Aim of the exercise - Turn the items below into a two-column CSV with the headers item_text and answer. Give one row per item, put its wording and its answer each in one quoted field with line breaks replaced by spaces, and leave the pictures out.

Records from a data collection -
• • • • •

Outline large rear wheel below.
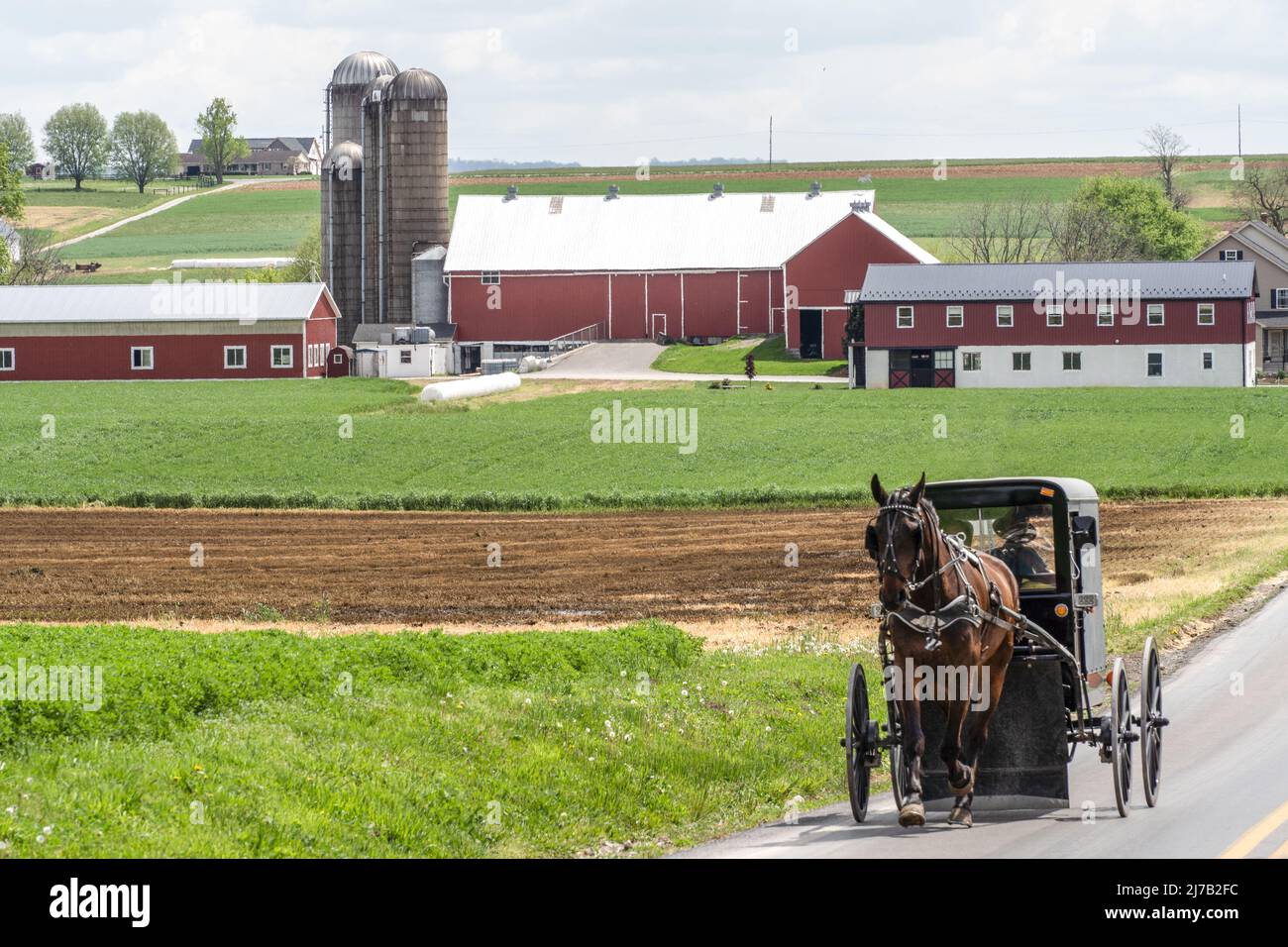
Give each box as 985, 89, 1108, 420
1109, 657, 1134, 818
1140, 637, 1167, 806
845, 663, 873, 822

• • • • •

Final result -
item_text,answer
"Outline large rear wheel below. Give each box as 985, 89, 1108, 420","1109, 657, 1134, 818 1140, 637, 1167, 806 845, 663, 873, 822"